* _Exercise directions_
Transcribe these records exactly, dropping every picture.

(Saved entries)
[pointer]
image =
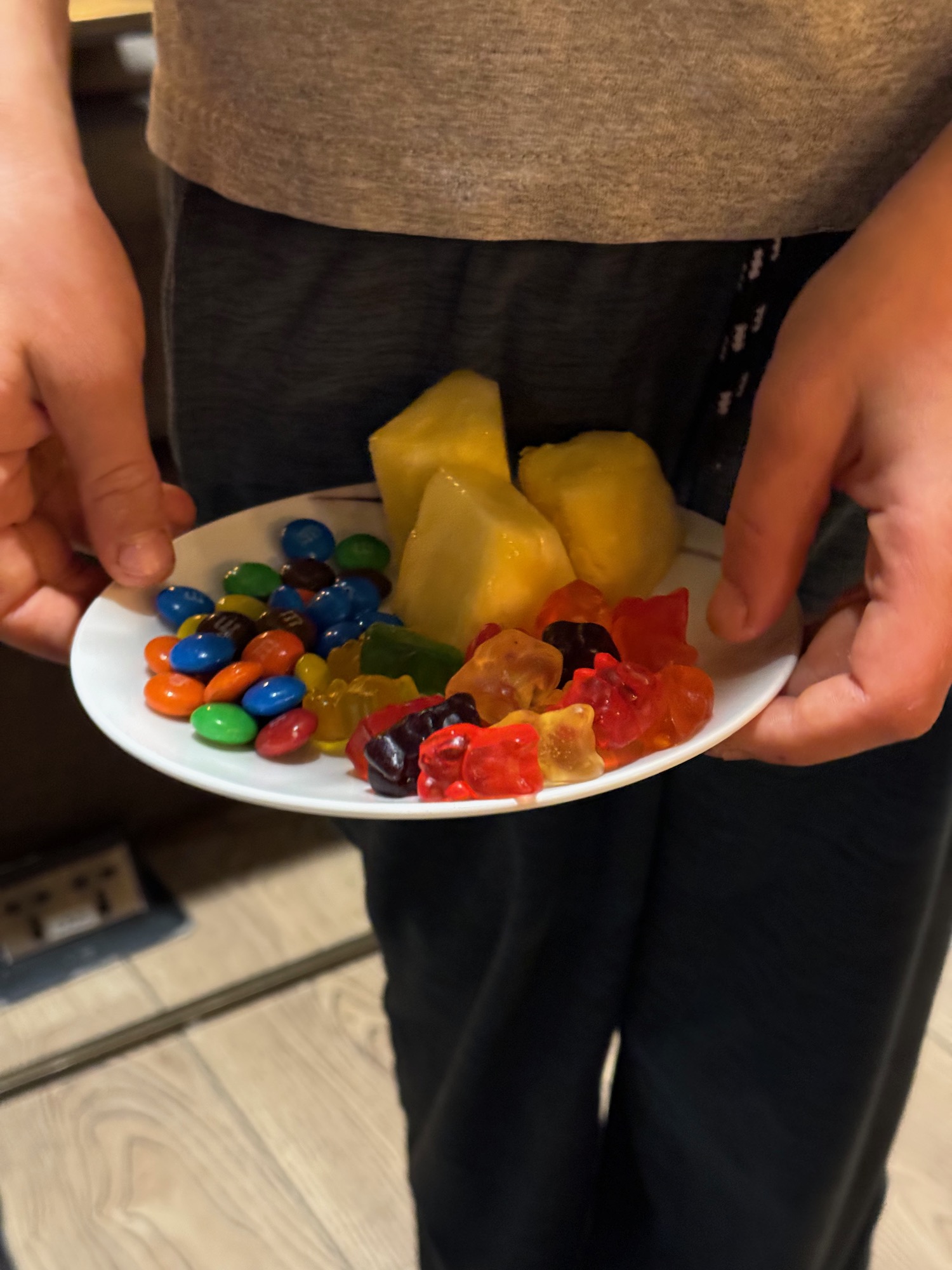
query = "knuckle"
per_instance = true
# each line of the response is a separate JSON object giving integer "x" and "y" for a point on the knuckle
{"x": 913, "y": 714}
{"x": 131, "y": 481}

* _Output_
[pointer]
image =
query = "knuckle"
per_instance = true
# each line of the response is a separate JSON object giving integer "x" and "y" for a point on the knuckle
{"x": 913, "y": 714}
{"x": 131, "y": 481}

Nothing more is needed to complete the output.